*Document excerpt*:
┌────────

Besiroglu even calculated Mechanize’s total addressable market by aggregating all the wages humans are currently paid. “The market potential here is absurdly large: workers in the US are paid around $18 trillion per year in aggregate. For the entire world, the number is over three times greater, around $60 trillion per year,” he wrote.

Besiroglu did, however, clarify to News that “our immediate focus is indeed on white-collar work” rather than manual labor jobs that would require robotics. 

The response to the startup was often brutal. As X user Anthony Aguirre replied, “Huge respect for the founders’ work at Epoch, but sad to see this. The automation of most human labor is indeed a giant prize for companies, which is why many of the biggest companies on Earth are already pursuing it. I think it will be a huge loss for most humans.” 

But the controversial part isn’t just this startup’s mission. Besiroglu’s AI research institute, Epoch, analyzes the economic impact of AI and produces benchmarks for AI performance. It was believed to be an impartial way to check performance claims of the SATA frontier model makers and others.

This isn’t the first time Epoch has waded into controversy. In December, Epoch revealed that OpenAI supported the creation of one of its AI benchmarks, which the ChatGPT-maker then used to unveil its new o3 model. Social media users felt Epoch should have been more up-front about the relationship.

When Besiroglu announced Mechanize, X user Oliver Habryka replied, “Alas, this seems like approximate confirmation that Epoch research was directly feeding into frontier capability work, though I had hope that it wouldn’t literally come from you.” 

Besiroglu says Mechanize is backed by a who’s who: Nat Friedman and Daniel Gross, Patrick Collison, Dwarkesh Patel, Jeff Dean, Sholto Douglas, and Marcus Abramovitch. Friedman, Gross, and Dean did not return News’s request for comment.

Marcus Abramovitch confirmed that he invested. Abramovitch is a managing Partner at crypto hedge fund AltX, and self-described “effective altruist.” 

He told News he invested because, “The team is exceptional across many dimensions and have thought deeper on AI than anyone I know.”

Good for humans, too?

Still, Besiroglu argues to the naysayers that having agents do all the work will actually enrich humans, not impoverish them, through “explosive economic growth.” He points to a paper he published on the topic. 

“Completely automating labor could generate vast abundance, much higher standards of living, and new goods and services that we can’t even imagine today,” he told News.

└────────

*Apply what you read*:
1: In the Mechanize article, what total yearly pay does Besiroglu give for workers in the US?
2: Reproduce everything in the Mechanize article from "When Besiroglu announced" down to "request for comment.".

*Data records*:
┌────────

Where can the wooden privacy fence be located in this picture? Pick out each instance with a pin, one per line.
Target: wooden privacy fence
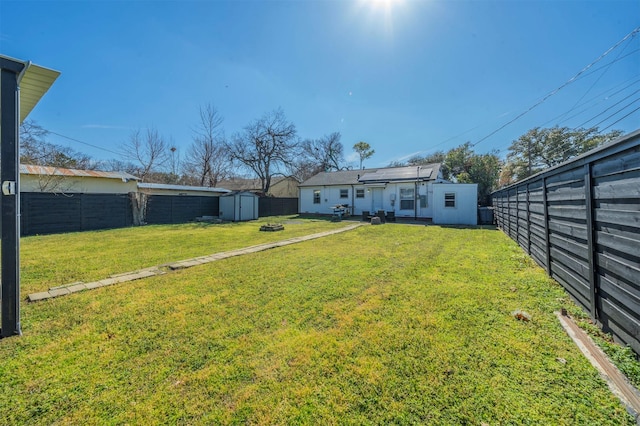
(581, 222)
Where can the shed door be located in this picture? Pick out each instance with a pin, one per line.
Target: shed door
(246, 208)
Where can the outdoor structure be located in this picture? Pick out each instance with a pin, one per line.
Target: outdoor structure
(414, 192)
(22, 84)
(68, 181)
(580, 221)
(180, 190)
(455, 203)
(238, 206)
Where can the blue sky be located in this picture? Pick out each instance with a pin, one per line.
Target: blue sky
(405, 76)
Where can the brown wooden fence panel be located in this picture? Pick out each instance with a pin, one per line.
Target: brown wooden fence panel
(581, 222)
(47, 213)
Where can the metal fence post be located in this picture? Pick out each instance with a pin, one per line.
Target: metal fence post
(591, 249)
(10, 201)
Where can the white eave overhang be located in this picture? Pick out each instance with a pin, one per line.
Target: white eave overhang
(34, 81)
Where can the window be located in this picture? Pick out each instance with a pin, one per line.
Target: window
(406, 199)
(449, 199)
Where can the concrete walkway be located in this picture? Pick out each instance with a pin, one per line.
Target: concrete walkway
(163, 269)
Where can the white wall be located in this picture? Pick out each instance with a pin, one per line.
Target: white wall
(75, 184)
(465, 211)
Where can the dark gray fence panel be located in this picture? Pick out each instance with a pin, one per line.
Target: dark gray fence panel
(46, 213)
(581, 221)
(616, 193)
(163, 209)
(270, 206)
(100, 212)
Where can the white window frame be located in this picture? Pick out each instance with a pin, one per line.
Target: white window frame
(407, 197)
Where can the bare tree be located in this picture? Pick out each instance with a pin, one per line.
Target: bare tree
(208, 160)
(147, 150)
(267, 146)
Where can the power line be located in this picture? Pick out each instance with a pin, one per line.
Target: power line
(606, 68)
(588, 101)
(620, 119)
(553, 92)
(617, 103)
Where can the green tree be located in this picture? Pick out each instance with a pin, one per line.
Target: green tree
(35, 150)
(364, 151)
(267, 146)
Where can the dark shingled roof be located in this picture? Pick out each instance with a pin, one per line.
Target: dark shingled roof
(388, 174)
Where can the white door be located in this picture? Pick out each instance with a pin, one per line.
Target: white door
(376, 199)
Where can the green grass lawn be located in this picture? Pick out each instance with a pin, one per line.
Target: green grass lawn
(385, 324)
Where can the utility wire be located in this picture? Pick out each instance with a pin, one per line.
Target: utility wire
(86, 143)
(588, 101)
(553, 92)
(606, 68)
(620, 110)
(604, 111)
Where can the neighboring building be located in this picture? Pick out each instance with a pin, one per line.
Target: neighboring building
(417, 192)
(73, 181)
(282, 187)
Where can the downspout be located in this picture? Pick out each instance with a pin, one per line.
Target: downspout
(353, 201)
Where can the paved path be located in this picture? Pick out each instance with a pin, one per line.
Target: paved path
(163, 269)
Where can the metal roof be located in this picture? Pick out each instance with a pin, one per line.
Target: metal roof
(28, 169)
(34, 82)
(343, 177)
(180, 187)
(370, 176)
(401, 173)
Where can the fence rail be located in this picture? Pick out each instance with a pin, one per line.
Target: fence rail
(47, 213)
(581, 222)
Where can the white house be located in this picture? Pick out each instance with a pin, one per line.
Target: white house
(166, 189)
(416, 192)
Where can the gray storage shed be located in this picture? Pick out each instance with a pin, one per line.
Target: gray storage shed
(238, 206)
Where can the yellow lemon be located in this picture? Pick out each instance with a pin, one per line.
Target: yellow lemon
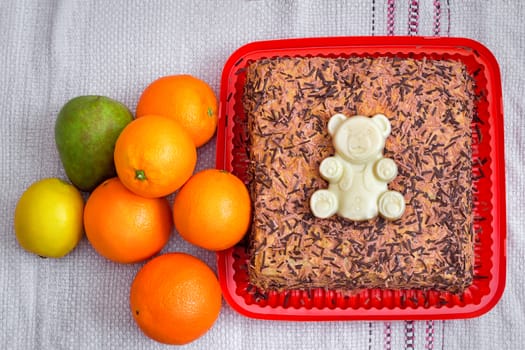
(48, 218)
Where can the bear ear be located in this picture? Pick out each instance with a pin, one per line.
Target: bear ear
(383, 123)
(335, 122)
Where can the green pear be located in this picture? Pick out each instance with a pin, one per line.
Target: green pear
(86, 130)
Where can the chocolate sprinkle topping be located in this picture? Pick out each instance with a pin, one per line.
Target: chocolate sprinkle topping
(430, 104)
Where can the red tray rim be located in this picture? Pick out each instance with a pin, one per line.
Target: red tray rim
(385, 44)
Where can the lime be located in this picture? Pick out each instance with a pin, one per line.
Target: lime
(48, 218)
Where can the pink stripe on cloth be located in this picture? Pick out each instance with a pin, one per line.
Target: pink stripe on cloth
(387, 336)
(429, 335)
(413, 17)
(437, 17)
(410, 335)
(390, 17)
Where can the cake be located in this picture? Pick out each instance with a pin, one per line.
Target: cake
(430, 104)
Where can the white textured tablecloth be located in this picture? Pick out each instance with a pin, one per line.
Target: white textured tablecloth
(51, 51)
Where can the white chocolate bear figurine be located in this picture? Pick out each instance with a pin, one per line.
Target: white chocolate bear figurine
(358, 173)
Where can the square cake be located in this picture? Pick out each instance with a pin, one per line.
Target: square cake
(430, 104)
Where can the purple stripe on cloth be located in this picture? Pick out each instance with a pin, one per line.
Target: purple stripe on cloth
(387, 336)
(409, 335)
(442, 335)
(369, 335)
(437, 17)
(390, 17)
(413, 17)
(429, 335)
(448, 17)
(373, 17)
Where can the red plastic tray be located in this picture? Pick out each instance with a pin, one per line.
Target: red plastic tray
(488, 191)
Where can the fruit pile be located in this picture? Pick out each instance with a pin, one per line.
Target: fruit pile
(129, 167)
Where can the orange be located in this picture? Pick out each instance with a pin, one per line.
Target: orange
(154, 156)
(175, 298)
(185, 98)
(125, 227)
(212, 210)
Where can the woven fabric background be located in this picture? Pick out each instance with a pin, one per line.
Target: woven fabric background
(53, 50)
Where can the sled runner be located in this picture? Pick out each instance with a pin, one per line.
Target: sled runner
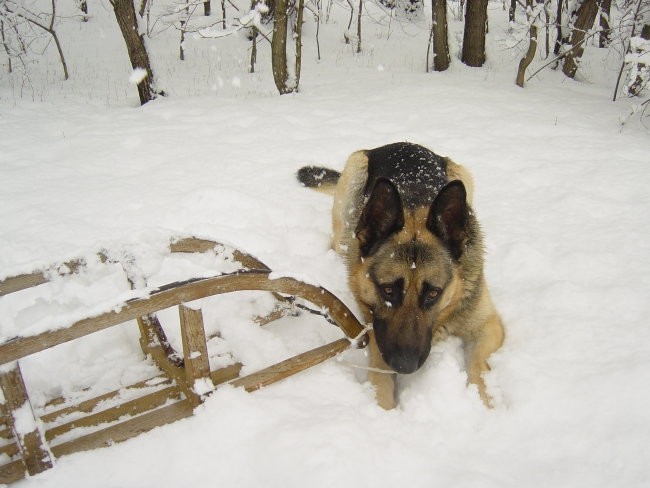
(29, 443)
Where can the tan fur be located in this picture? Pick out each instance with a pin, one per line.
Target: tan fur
(473, 319)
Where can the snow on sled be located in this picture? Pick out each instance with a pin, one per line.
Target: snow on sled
(30, 441)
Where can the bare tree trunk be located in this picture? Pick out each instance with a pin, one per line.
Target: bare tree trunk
(605, 10)
(279, 47)
(639, 83)
(440, 39)
(298, 31)
(359, 26)
(184, 16)
(585, 20)
(4, 43)
(560, 39)
(532, 45)
(83, 6)
(128, 23)
(474, 35)
(253, 51)
(547, 28)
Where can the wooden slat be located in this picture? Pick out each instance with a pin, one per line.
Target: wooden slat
(291, 366)
(20, 282)
(112, 414)
(30, 444)
(9, 449)
(177, 293)
(89, 405)
(12, 471)
(125, 430)
(194, 244)
(195, 349)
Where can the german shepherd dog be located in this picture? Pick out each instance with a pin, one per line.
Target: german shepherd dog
(403, 222)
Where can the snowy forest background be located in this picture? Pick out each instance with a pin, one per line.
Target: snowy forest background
(181, 46)
(93, 157)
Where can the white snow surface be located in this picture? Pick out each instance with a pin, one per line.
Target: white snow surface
(560, 189)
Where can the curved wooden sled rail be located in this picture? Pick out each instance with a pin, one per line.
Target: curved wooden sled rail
(186, 377)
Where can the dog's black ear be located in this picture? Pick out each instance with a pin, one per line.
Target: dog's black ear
(448, 217)
(382, 216)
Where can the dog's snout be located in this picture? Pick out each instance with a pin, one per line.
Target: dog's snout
(405, 362)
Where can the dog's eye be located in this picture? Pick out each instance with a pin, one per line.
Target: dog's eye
(430, 296)
(391, 292)
(388, 291)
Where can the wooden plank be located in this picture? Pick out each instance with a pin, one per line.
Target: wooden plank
(195, 349)
(9, 449)
(225, 374)
(20, 282)
(112, 414)
(177, 293)
(89, 405)
(17, 405)
(194, 244)
(291, 366)
(13, 471)
(125, 430)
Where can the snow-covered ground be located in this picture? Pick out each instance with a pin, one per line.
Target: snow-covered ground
(561, 191)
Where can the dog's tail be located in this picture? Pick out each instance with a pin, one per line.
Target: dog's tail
(319, 178)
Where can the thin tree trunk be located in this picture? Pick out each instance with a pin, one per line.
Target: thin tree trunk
(83, 6)
(560, 38)
(128, 23)
(279, 47)
(474, 35)
(253, 51)
(298, 31)
(440, 39)
(547, 28)
(4, 43)
(586, 17)
(359, 26)
(639, 83)
(532, 45)
(605, 10)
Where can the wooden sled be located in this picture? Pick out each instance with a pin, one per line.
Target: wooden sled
(28, 443)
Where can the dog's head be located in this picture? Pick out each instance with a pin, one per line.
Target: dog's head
(409, 274)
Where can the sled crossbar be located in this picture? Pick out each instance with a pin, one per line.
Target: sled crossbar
(30, 447)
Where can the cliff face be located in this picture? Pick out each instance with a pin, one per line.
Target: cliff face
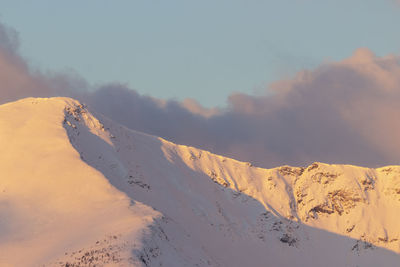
(81, 189)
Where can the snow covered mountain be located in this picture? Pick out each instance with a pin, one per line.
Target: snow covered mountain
(77, 189)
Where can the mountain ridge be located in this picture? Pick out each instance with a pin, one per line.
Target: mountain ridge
(273, 215)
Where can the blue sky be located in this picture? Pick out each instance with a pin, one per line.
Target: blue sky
(205, 49)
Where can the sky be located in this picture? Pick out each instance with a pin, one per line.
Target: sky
(271, 83)
(205, 50)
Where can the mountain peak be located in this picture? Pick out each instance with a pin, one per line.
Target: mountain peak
(79, 189)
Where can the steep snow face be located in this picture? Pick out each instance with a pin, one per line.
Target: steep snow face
(73, 184)
(51, 202)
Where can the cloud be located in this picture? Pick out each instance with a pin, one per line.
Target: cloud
(340, 112)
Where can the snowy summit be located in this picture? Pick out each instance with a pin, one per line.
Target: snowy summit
(77, 189)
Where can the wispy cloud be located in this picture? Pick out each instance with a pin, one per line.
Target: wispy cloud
(340, 112)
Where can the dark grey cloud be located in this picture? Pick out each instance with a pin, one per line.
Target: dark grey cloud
(340, 112)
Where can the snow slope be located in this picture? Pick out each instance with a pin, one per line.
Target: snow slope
(77, 188)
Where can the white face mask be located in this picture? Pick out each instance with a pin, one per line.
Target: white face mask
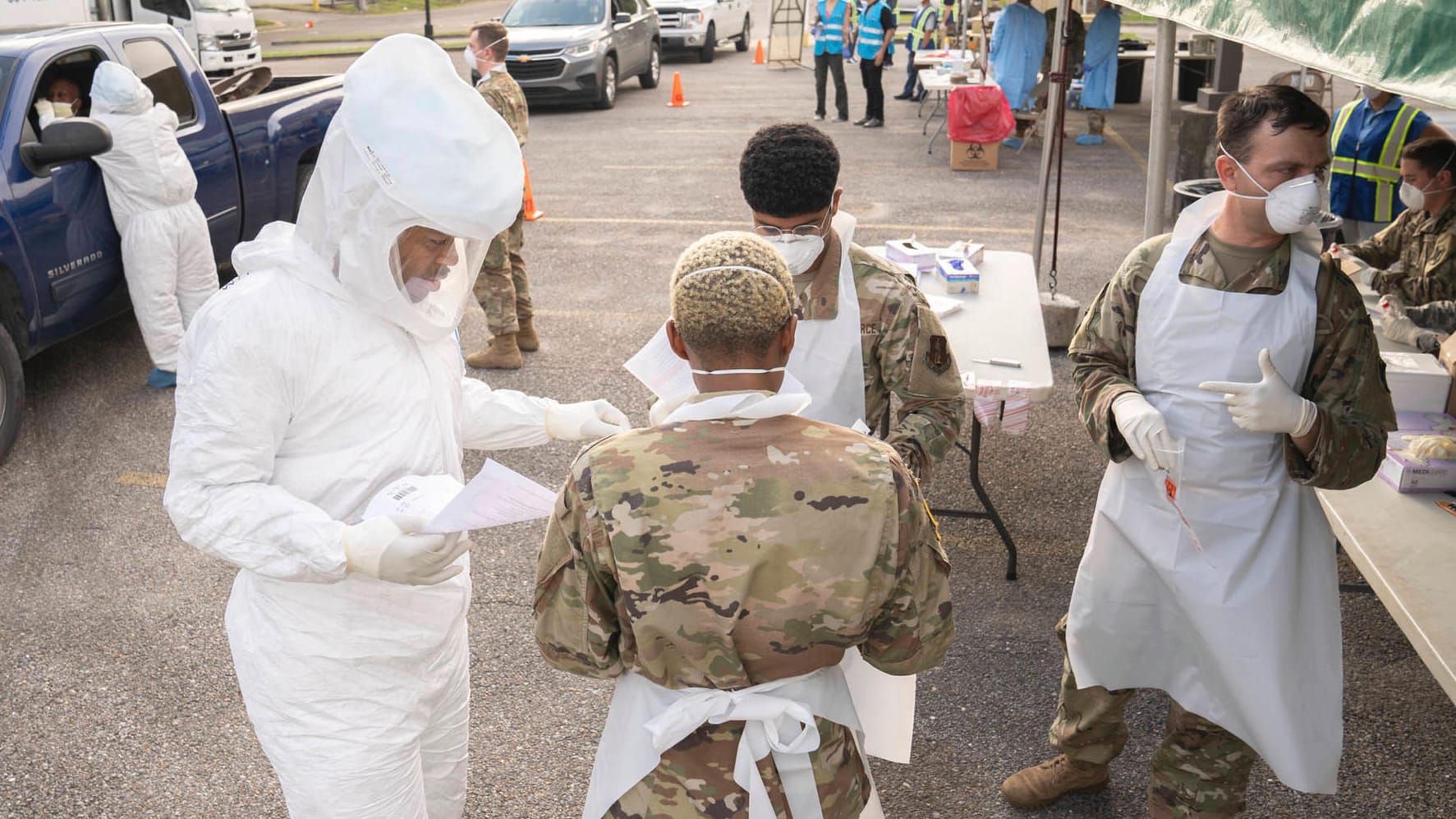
(1290, 206)
(798, 252)
(1414, 197)
(484, 54)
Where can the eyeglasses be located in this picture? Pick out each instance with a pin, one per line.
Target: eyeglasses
(807, 229)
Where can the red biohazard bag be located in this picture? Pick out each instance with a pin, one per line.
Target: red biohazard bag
(979, 114)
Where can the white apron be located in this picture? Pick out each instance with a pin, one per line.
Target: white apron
(827, 354)
(827, 357)
(1245, 633)
(647, 719)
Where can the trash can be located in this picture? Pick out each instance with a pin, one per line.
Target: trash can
(1190, 191)
(1130, 73)
(1192, 75)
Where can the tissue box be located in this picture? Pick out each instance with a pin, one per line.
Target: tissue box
(1418, 384)
(1420, 425)
(957, 276)
(1408, 474)
(911, 251)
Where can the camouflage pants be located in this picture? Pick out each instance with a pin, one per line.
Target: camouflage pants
(503, 289)
(1200, 771)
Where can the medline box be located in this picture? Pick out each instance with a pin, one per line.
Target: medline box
(975, 156)
(957, 276)
(1418, 384)
(1408, 474)
(1422, 425)
(911, 251)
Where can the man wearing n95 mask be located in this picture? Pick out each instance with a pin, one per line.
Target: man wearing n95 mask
(1235, 343)
(324, 374)
(1416, 255)
(866, 333)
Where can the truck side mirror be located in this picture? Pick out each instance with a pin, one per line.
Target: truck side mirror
(66, 140)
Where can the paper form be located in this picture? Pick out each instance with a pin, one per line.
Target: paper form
(497, 496)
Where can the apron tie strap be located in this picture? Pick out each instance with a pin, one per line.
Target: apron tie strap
(772, 725)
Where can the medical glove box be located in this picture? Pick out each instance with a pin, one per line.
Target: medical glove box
(913, 252)
(1418, 384)
(957, 276)
(1410, 474)
(1422, 425)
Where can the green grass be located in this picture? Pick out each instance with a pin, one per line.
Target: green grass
(374, 7)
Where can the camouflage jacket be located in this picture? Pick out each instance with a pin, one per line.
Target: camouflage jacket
(507, 98)
(1426, 248)
(1346, 376)
(730, 553)
(904, 348)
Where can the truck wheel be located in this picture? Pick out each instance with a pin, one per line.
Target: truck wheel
(608, 95)
(710, 45)
(654, 69)
(12, 393)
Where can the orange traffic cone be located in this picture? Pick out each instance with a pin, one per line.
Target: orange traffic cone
(532, 214)
(677, 92)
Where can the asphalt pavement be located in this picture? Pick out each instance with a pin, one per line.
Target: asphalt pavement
(117, 691)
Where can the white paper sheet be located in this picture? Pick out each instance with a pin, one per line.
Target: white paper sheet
(497, 496)
(885, 706)
(660, 369)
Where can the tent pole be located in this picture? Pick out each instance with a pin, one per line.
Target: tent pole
(1049, 137)
(1155, 209)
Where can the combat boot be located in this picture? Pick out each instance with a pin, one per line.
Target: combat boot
(501, 354)
(1043, 784)
(526, 338)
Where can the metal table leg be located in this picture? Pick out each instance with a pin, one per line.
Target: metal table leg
(987, 510)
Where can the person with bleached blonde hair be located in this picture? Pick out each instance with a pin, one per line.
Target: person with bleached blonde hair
(725, 563)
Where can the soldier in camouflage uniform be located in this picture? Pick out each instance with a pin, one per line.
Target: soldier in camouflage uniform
(1201, 768)
(1423, 239)
(727, 548)
(789, 178)
(503, 289)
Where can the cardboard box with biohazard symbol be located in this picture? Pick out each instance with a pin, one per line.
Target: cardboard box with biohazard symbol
(973, 156)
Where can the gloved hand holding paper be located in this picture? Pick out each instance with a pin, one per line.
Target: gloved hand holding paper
(497, 496)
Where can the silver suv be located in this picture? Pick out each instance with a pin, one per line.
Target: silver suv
(581, 50)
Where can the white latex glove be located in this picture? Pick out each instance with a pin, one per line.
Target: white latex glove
(1399, 329)
(1269, 406)
(389, 548)
(1143, 427)
(587, 420)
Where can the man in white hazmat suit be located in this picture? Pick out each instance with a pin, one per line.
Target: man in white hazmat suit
(167, 250)
(328, 370)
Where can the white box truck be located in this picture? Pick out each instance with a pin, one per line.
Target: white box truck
(220, 32)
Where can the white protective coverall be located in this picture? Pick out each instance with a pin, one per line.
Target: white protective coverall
(310, 384)
(167, 250)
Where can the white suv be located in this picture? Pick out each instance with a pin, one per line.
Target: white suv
(700, 25)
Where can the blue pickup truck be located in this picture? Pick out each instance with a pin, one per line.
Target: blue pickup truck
(60, 255)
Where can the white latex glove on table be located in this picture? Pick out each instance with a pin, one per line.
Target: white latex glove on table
(1269, 406)
(587, 420)
(1143, 427)
(389, 548)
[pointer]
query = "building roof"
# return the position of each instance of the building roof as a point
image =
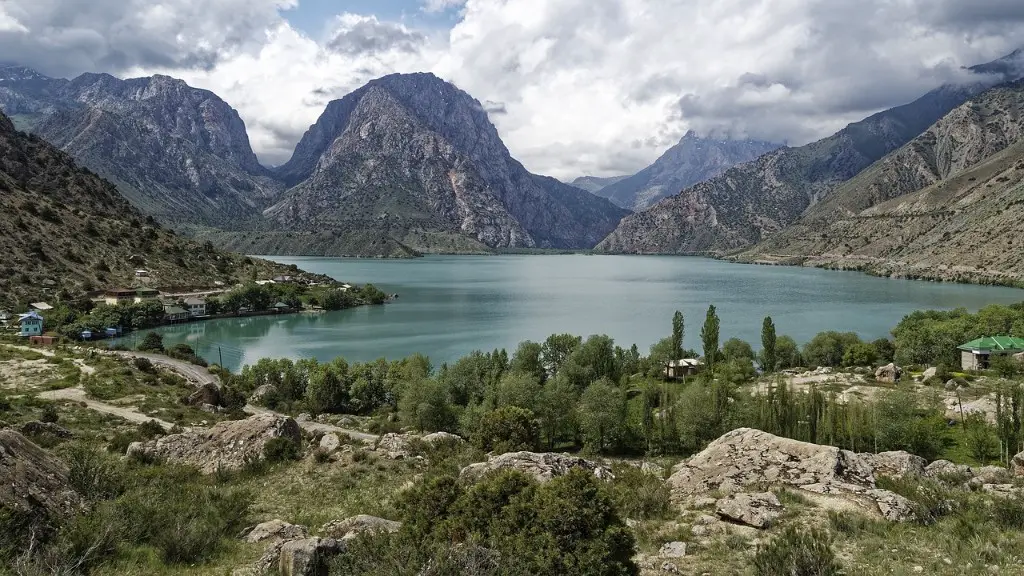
(994, 343)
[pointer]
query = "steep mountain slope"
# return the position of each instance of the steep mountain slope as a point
(66, 231)
(948, 205)
(178, 153)
(693, 160)
(594, 184)
(753, 200)
(414, 161)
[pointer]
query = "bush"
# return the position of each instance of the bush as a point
(281, 450)
(797, 552)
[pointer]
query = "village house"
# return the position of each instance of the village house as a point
(682, 368)
(117, 296)
(32, 324)
(977, 355)
(196, 306)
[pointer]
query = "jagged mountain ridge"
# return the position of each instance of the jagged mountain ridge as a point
(692, 160)
(751, 201)
(413, 156)
(178, 153)
(947, 205)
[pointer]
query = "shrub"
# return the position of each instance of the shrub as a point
(797, 552)
(281, 450)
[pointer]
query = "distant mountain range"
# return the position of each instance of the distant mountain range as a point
(407, 164)
(752, 201)
(693, 160)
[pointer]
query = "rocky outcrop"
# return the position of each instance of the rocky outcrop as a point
(747, 457)
(757, 510)
(356, 525)
(32, 481)
(541, 466)
(226, 446)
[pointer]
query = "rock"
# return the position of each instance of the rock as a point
(32, 481)
(889, 373)
(260, 395)
(542, 466)
(275, 530)
(758, 510)
(207, 394)
(356, 525)
(747, 457)
(896, 463)
(673, 549)
(330, 442)
(308, 557)
(228, 445)
(45, 428)
(944, 469)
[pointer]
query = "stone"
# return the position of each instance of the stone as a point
(673, 549)
(307, 557)
(758, 510)
(330, 442)
(356, 525)
(889, 373)
(275, 530)
(747, 457)
(207, 394)
(33, 481)
(542, 466)
(226, 446)
(896, 464)
(45, 428)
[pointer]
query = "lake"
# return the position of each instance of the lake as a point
(450, 305)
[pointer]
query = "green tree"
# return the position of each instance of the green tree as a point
(677, 335)
(769, 358)
(602, 410)
(709, 335)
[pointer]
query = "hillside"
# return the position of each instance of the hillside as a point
(947, 205)
(66, 232)
(749, 202)
(415, 162)
(177, 153)
(693, 160)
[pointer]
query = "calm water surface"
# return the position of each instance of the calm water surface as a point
(450, 305)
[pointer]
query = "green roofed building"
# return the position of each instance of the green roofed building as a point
(977, 354)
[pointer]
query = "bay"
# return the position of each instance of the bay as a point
(451, 305)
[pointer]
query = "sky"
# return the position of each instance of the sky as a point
(599, 87)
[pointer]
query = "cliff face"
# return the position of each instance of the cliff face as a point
(414, 158)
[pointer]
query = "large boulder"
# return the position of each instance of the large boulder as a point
(758, 510)
(542, 466)
(747, 457)
(32, 481)
(896, 464)
(308, 557)
(226, 446)
(889, 373)
(356, 525)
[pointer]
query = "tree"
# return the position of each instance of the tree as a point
(677, 335)
(709, 335)
(769, 358)
(602, 410)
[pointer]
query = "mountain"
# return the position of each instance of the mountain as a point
(66, 231)
(178, 153)
(947, 205)
(412, 163)
(751, 201)
(594, 184)
(693, 160)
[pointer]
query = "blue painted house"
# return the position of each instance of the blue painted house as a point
(32, 324)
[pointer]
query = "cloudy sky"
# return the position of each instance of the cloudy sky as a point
(578, 86)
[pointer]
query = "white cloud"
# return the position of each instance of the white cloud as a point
(576, 86)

└────────

*Exercise responses*:
1: Around $18 trillion per year.

2:
When Besiroglu announced Mechanize, X user Oliver Habryka replied, “Alas, this seems like approximate confirmation that Epoch research was directly feeding into frontier capability work, though I had hope that it wouldn’t literally come from you.” 

Besiroglu says Mechanize is backed by a who’s who: Nat Friedman and Daniel Gross, Patrick Collison, Dwarkesh Patel, Jeff Dean, Sholto Douglas, and Marcus Abramovitch. Friedman, Gross, and Dean did not return News’s request for comment.